======== STUDY MATERIAL ========

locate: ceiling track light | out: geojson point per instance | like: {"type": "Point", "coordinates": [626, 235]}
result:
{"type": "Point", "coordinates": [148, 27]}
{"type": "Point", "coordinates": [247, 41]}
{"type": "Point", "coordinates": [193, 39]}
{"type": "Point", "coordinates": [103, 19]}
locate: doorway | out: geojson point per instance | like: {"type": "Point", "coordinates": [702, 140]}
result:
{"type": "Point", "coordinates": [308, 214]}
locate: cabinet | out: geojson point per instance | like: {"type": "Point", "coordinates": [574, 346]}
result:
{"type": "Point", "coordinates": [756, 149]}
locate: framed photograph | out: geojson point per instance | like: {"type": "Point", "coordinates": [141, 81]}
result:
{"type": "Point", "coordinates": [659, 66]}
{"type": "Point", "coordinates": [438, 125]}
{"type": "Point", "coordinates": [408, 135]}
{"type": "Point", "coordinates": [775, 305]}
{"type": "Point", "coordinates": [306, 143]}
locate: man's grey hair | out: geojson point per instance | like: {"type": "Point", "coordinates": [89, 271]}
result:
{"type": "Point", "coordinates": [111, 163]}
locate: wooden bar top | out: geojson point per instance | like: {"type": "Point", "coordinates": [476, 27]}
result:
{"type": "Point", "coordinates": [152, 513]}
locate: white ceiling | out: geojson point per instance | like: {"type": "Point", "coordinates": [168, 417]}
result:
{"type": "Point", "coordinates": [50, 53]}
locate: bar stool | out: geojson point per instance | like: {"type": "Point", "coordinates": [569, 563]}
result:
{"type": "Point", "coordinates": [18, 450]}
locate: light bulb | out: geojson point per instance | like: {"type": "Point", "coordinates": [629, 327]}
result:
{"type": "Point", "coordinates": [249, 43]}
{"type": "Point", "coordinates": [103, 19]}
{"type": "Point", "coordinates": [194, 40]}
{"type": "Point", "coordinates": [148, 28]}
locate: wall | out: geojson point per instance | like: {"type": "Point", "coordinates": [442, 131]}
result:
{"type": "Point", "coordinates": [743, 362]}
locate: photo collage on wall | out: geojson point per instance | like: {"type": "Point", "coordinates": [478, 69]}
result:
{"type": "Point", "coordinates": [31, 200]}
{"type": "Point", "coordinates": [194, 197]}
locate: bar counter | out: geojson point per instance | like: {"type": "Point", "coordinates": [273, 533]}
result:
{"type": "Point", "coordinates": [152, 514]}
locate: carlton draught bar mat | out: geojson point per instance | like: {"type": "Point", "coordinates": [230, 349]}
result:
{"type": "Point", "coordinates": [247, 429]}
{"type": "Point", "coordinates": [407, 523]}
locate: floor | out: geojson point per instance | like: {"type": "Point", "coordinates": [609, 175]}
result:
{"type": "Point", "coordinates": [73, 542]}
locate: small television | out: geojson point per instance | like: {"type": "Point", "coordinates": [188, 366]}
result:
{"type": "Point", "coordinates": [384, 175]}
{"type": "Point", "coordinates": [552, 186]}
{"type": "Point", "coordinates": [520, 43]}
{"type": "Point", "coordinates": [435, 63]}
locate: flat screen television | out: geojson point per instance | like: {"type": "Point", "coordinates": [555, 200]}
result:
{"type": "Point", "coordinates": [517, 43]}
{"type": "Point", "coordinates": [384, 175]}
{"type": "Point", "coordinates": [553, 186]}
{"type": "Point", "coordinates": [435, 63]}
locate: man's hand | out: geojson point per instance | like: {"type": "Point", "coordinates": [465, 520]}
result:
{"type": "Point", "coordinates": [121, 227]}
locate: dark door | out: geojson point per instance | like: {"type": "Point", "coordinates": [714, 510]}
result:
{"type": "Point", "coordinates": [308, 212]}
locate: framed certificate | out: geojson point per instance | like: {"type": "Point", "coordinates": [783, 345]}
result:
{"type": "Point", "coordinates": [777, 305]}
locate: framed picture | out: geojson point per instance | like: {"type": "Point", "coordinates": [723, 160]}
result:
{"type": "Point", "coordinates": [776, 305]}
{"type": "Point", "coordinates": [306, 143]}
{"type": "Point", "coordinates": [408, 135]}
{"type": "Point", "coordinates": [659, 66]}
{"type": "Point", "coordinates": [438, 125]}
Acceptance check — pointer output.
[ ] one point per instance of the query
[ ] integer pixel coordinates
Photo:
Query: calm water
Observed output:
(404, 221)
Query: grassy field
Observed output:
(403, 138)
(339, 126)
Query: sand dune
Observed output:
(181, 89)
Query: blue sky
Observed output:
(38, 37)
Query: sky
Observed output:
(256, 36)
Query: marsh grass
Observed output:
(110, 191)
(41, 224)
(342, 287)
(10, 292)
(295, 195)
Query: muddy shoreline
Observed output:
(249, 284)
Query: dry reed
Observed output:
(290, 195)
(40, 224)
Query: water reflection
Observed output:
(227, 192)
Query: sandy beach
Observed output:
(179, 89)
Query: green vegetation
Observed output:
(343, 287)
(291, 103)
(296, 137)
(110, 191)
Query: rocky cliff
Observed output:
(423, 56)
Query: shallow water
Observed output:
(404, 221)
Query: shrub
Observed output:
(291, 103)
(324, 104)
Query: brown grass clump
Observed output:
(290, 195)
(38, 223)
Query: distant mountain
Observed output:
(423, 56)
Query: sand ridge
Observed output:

========

PROBLEM TO SOLVE: Return every line in the listing that contains the word "water".

WRITTEN ANSWER:
Query: calm water
Query: water reflection
Query: shallow water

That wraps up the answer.